Aim:
Reproduce all of the records below with "format" substituted for each occurrence of "layout" and every other part left unchanged. Omit the pictures from your answer.
-------- Source material
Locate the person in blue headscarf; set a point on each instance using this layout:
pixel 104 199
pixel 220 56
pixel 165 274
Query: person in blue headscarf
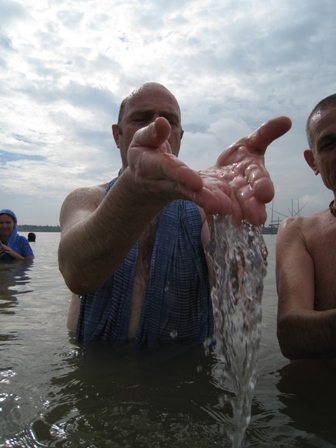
pixel 12 245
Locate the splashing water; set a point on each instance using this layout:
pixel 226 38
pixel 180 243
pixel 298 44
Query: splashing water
pixel 239 257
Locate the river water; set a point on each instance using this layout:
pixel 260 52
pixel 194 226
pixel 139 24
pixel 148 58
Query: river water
pixel 55 392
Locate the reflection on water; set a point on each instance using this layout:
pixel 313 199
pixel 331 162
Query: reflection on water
pixel 14 281
pixel 56 393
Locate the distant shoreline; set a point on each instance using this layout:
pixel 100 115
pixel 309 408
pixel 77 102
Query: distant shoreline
pixel 32 228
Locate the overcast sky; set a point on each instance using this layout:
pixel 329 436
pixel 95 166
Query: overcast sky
pixel 65 66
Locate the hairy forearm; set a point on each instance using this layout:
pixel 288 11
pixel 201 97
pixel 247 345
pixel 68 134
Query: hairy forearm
pixel 92 249
pixel 307 334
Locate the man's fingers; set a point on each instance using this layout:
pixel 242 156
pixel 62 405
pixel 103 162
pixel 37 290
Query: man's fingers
pixel 152 136
pixel 268 132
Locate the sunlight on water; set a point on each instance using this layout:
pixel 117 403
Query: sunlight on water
pixel 239 257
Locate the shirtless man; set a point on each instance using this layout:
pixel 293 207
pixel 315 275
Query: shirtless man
pixel 134 251
pixel 306 254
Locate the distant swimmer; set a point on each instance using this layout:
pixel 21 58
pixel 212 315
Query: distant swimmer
pixel 13 246
pixel 31 237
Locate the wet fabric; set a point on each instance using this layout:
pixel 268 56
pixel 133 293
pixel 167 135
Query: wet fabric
pixel 16 242
pixel 177 304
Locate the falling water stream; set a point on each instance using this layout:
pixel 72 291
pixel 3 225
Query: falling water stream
pixel 239 257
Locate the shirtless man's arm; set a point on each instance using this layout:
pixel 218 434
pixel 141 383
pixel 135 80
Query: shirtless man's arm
pixel 96 238
pixel 302 331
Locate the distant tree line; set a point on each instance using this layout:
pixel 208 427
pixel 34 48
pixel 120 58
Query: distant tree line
pixel 32 228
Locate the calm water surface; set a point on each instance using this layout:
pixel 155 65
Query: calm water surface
pixel 55 392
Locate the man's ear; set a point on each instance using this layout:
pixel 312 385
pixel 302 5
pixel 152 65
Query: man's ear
pixel 115 133
pixel 309 157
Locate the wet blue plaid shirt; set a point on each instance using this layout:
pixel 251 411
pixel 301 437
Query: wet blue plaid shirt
pixel 177 305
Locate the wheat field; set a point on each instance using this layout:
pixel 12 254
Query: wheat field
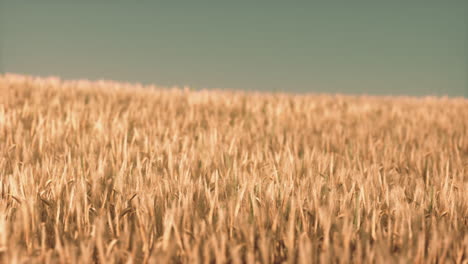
pixel 106 172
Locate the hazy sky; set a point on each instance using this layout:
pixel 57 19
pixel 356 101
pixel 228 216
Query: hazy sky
pixel 354 47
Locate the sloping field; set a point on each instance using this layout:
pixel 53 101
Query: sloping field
pixel 108 172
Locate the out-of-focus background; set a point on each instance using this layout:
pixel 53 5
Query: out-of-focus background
pixel 351 47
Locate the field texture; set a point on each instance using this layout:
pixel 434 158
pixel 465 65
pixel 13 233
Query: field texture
pixel 117 173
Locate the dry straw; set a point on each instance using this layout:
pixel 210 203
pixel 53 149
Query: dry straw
pixel 118 173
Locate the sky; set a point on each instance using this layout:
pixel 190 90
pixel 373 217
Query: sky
pixel 396 47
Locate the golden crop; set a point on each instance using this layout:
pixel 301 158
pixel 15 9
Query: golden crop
pixel 117 173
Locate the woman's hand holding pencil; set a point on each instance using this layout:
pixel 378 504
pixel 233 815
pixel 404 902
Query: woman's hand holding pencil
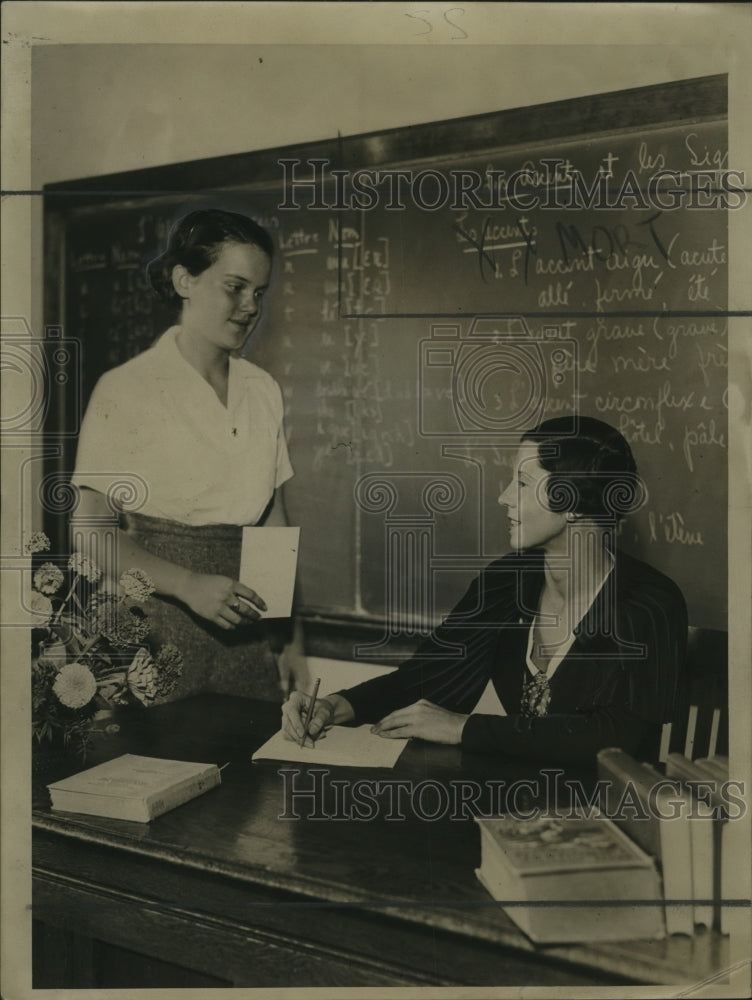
----------------
Result of this task:
Locate the person in blue headscarf; set a point on each instance using this format:
pixel 104 199
pixel 220 56
pixel 165 274
Query: person in blue headscarf
pixel 12 245
Locate the splashing water; set a point on each instance using this format:
pixel 226 38
pixel 180 243
pixel 298 44
Query: splashing water
pixel 239 257
Locate the river water; set a point on each instance using this format:
pixel 260 52
pixel 194 226
pixel 139 24
pixel 148 58
Query: river water
pixel 55 392
Locate the reflection on water; set a point on each instance using this format:
pixel 313 199
pixel 331 162
Query: reflection on water
pixel 14 281
pixel 56 393
Locate the distant shoreline; set a point on each instance using this format:
pixel 100 115
pixel 309 408
pixel 77 102
Query: distant shoreline
pixel 32 228
Locate the overcast sky; set a point on each instance using this format:
pixel 329 436
pixel 95 166
Query: overcast sky
pixel 65 66
Locate the hairy forearm; set a point on each instance using this format:
pixel 288 11
pixel 201 97
pixel 247 345
pixel 68 134
Query: hairy forearm
pixel 92 249
pixel 307 334
Locate the man's fingers; set a point on each instance using this format:
pixel 242 156
pixel 62 405
pixel 103 162
pixel 37 290
Query: man's fingers
pixel 152 136
pixel 268 132
Locate the sunlight on water; set a point on each instance using this format:
pixel 117 403
Query: sunlight on water
pixel 239 257
Locate the shirtless man; set a point on each instance using this format:
pixel 293 207
pixel 315 275
Query: shirtless man
pixel 134 251
pixel 306 254
Locate the distant swimmer; set a point on each instance using this format:
pixel 21 58
pixel 212 315
Query: distant swimmer
pixel 13 246
pixel 31 237
Locate the wet fabric; set a point on each instance using this format:
pixel 268 56
pixel 133 293
pixel 167 135
Query: wet fabric
pixel 16 242
pixel 177 304
Locate the falling water stream; set a point on each instance using this format:
pixel 72 291
pixel 3 225
Query: falling water stream
pixel 239 257
Locate the shirtless man's arm; set a point on each instance using this format:
pixel 218 434
pixel 141 383
pixel 135 80
Query: shirtless man's arm
pixel 96 238
pixel 302 331
Locate the distant tree line; set a point on each instance using this format:
pixel 208 427
pixel 34 48
pixel 120 58
Query: distant tree line
pixel 32 228
Locate the calm water surface; set a point on each instance using this format:
pixel 155 65
Query: calm water surface
pixel 55 392
Locate the man's ear; set a point on each instance using this format:
pixel 312 385
pixel 302 5
pixel 152 65
Query: man's ear
pixel 115 133
pixel 309 157
Locate the wet blue plaid shirt; set a point on each instance using this format:
pixel 251 411
pixel 301 437
Query: wet blue plaid shirt
pixel 177 305
Locate the wheat field; set a point on each instance using this format:
pixel 12 254
Query: wheat field
pixel 106 172
Locate the hazy sky; set a point on each instance using this format:
pixel 57 19
pixel 356 101
pixel 228 216
Query: hazy sky
pixel 354 47
Locate the sloping field; set a point on each instance using this format:
pixel 53 101
Query: sloping field
pixel 108 172
Locate the out-of-focus background; set a point on each instance using this format:
pixel 53 5
Query: out-of-focus background
pixel 351 47
Locate the field texture; set a point on each instance using this format:
pixel 434 158
pixel 465 65
pixel 13 233
Query: field texture
pixel 117 173
Locate the dry straw; set a point on each instance using this format:
pixel 210 203
pixel 53 149
Query: dry straw
pixel 118 173
Locate the sky; set a point on each instance using this format:
pixel 190 90
pixel 373 217
Query: sky
pixel 396 47
Locate the golden crop; set a point on each instance using this format:
pixel 301 158
pixel 15 9
Query: golden crop
pixel 117 173
Locate the woman's hand holding pencil; set a point on each instance using this format:
pixel 378 504
pixel 233 815
pixel 404 902
Query: woman's hand holding pencil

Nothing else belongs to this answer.